## BRIEF 1
In the article about Stanford's co-ops, what does the Latin word that gave Columbae its name mean?
──────
Now, as co-op manager of Hammarskjöld House, Heinl has a different perspective.

 

Flying the co-op
(LUIS AGUILAR/The Stanford Daily)

“In no other place on campus have I found a group of people so willing to have a conversation about anything or go do wacky things,” she said.

 

While each co-op has a unique reputation, they all offer what the Office of Residential Education calls “an alternative to Stanford dorm life.” On campus, there are seven of them: Columbae, Synergy, Hammarskjöld, Terra, Chi Theta Chi (XOX), Kairos and Enchanted Broccoli Forest (EBF).

 

One of the first co-ops, Columbae, was named after the Latin word for “dove” and was founded in 1970 to promote nonviolence and counter the turbulent temperament that helped spawn massive protests and violence on campus.

 

“Non-violence is more a style of life than a theme,” Dave DeWolf ’71 said to The Daily in May 1970.

 

“The central idea of the house is to live at a materially simple level; to reflect beliefs that people shouldn’t exploit each other and the natural environment,” DeWolf said. “We don’t want to live off of other people’s backs.”

 

Synergy came next, in 1972, inspired by a class on alternative lifestyles.

 

Bringing alternative housing to Stanford wasn’t easy, however, and not all attempts were successful. One early co-op organizer complained to The Daily in May 1970, “It has been a long and drawn-out process to get University approval for the house and to hassle out subsequent red tape.”

 

Of course, there has always been more to co-ops than peace and love. From the beginning, co-ops were motivated by a more mundane concern: money. Early co-op organizers sought to “save money” as much as to achieve “a sense of community living by having everyone work together,” according to Dan Kent ’73, M.A. ’74, P.D. ’81, one of the first co-op organizers.

 

Today, those savings can be considerable. At UCLA, for example, students save $6,700 on room and board by choosing a co-op over a dorm, according to a 2007 U.S. News article. Co-ops have gained popularity among college students in the wake of the economic crisis, and today there are at least 240 cooperative houses near at least 51 United States campuses. However, by the numbers, UC-Berkeley remains the indisputable champion, with 1,300 students housed in the Berkeley Student Cooperative system.

Flying the co-op
(Stanford Daily File Photo)

 

“It’s tough starting things from scratch,” wrote Penn junior Meghna Chandra in an email to The Daily.
──────
## BRIEF 2
Reproduce the listing below word for word, line by line, but leave the picture out.
──────
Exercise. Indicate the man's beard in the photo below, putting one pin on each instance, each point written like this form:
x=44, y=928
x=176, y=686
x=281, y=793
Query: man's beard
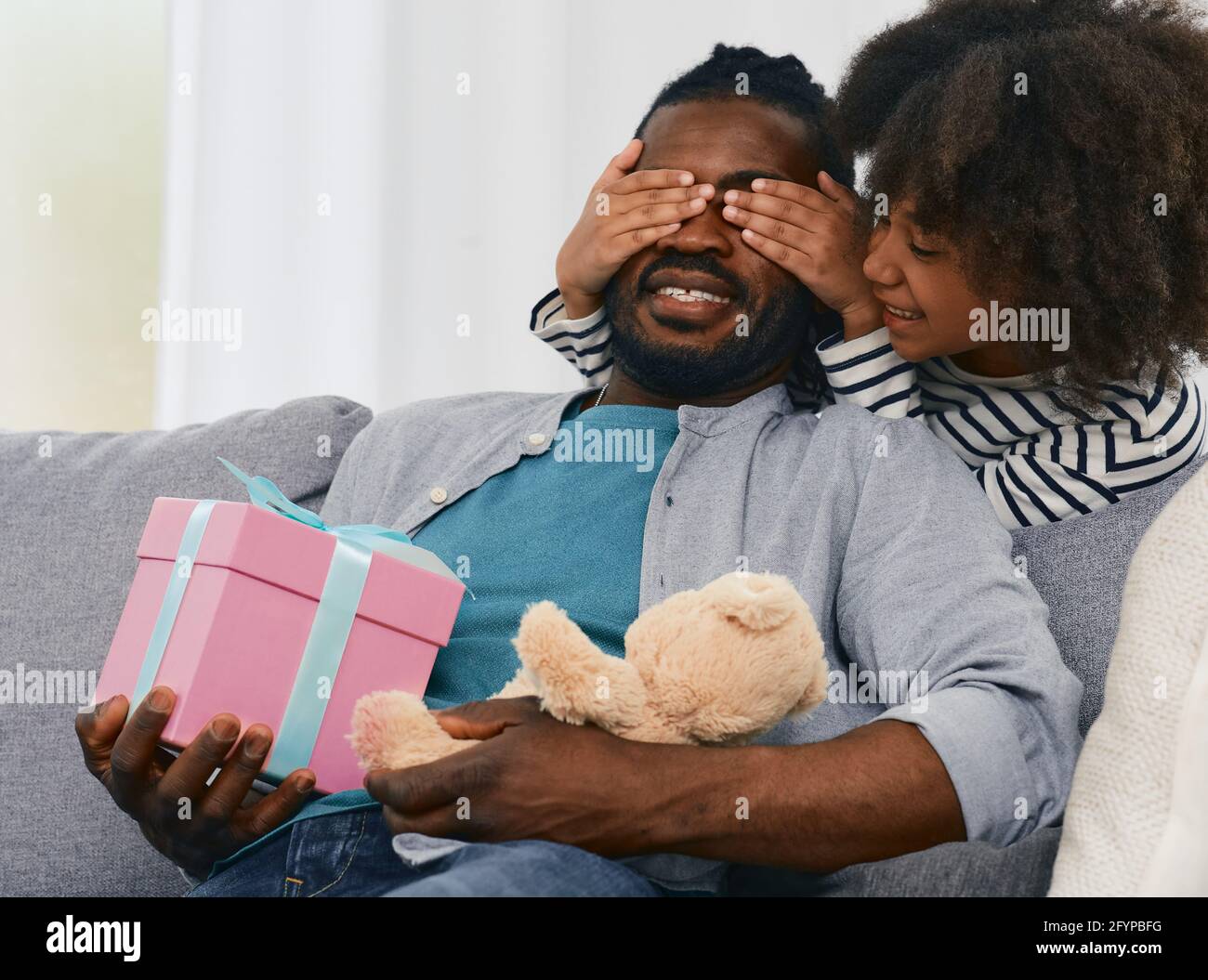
x=774, y=333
──────
## ANSWER 1
Dove.

## ANSWER 2
Exercise. Indicate the man's beard in the photo below, putting one pin on each instance, each point written like this form:
x=44, y=928
x=176, y=686
x=281, y=793
Query: man's beard
x=774, y=333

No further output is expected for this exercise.